— EXCERPT TO READ —
## START

Teaching a Machine to Spot Hate Speech in Filipino Text

NLP for a language that doesn't play by the usual rules — mixing Filipino and English mid-sentence, and the challenges that creates for text classification.

I got into this project because of a question that had been bugging me: how well do NLP models work on Filipino text? Most natural language processing research focuses on English, Chinese, or a handful of European languages. Filipino — and especially Taglish, the Filipino-English mix that most Filipinos actually write in — is almost invisible in the research literature.

I wanted to find out what happens when you try standard text classification techniques on a language that switches between two grammars within a single sentence.

The Data

I used the Filipino-Text-Benchmarks dataset compiled by Cruz and Cheng (2020). It's one of the few large-scale labeled datasets for Filipino NLP, containing over 42,000 text samples across 6 different NLP tasks: sentiment analysis, hate speech detection, dengue-related tweet classification, and others.

42,000+
Labeled text samples across 6 Filipino NLP benchmark tasks

I focused primarily on the hate speech detection task, since that's where the practical stakes are highest. Philippine social media is extremely active — and extremely heated. The dataset labels tweets as hate speech or not, with subcategories for the type of hate (racial, political, gender-based, and so on).

## END

— TASK INSTRUCTIONS —
Can you reproduce the post about Filipino hate speech detection from "I wanted to" up to and including "classification, and others.", switching "text classification" to "text categorization"? Base your answers on the post about Filipino hate speech detection and nothing else.

— RECORDS —
## START

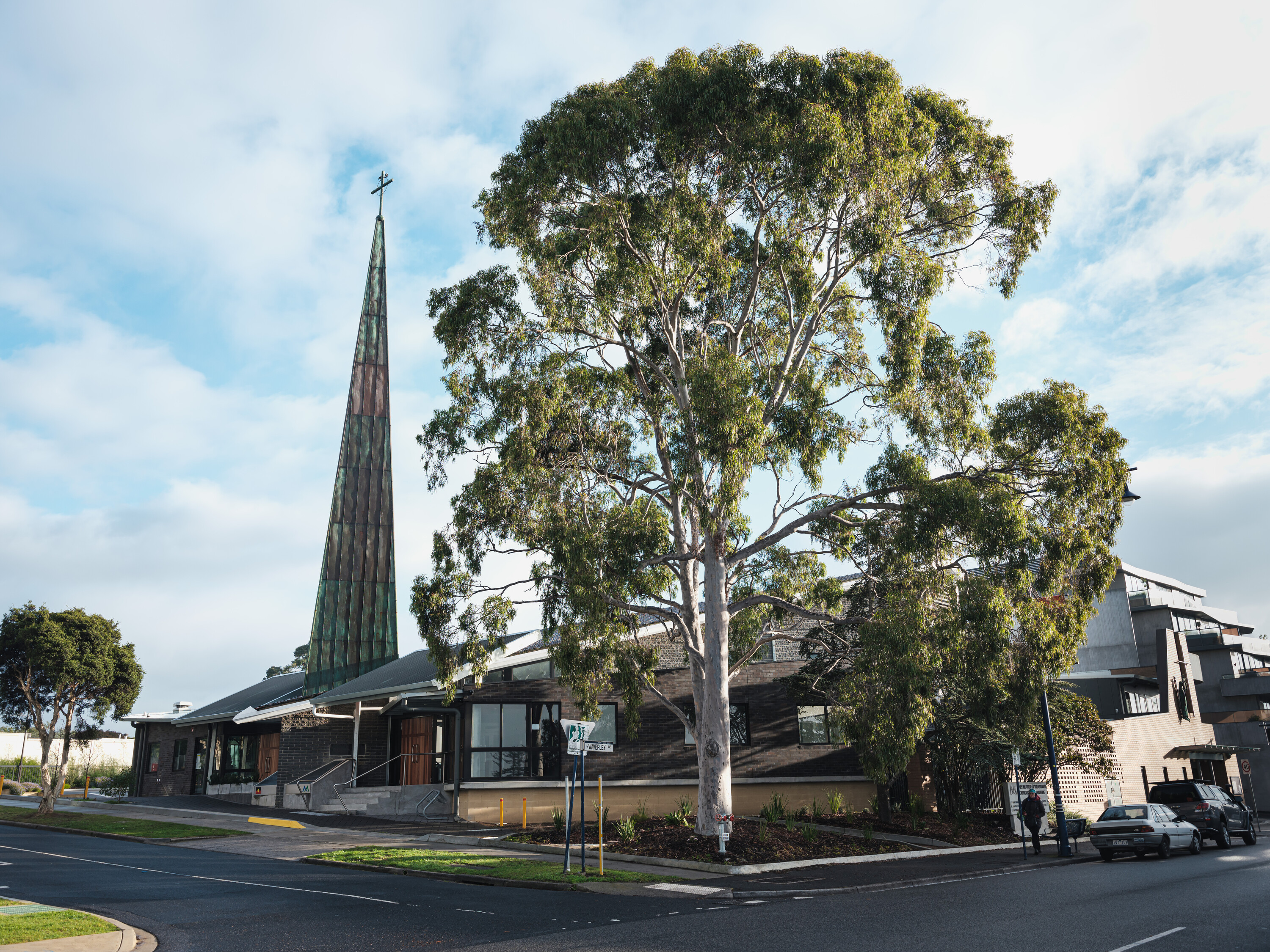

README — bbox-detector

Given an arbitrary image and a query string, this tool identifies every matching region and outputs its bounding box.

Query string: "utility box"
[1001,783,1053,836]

## END
## START

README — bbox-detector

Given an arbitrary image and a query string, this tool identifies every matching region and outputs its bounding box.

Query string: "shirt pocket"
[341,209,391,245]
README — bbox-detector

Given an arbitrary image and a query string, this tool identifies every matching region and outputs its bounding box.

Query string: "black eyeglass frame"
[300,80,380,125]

## END

— FULL OUTPUT —
I wanted to find out what happens when you try standard text categorization techniques on a language that switches between two grammars within a single sentence.

The Data

I used the Filipino-Text-Benchmarks dataset compiled by Cruz and Cheng (2020). It's one of the few large-scale labeled datasets for Filipino NLP, containing over 42,000 text samples across 6 different NLP tasks: sentiment analysis, hate speech detection, dengue-related tweet classification, and others.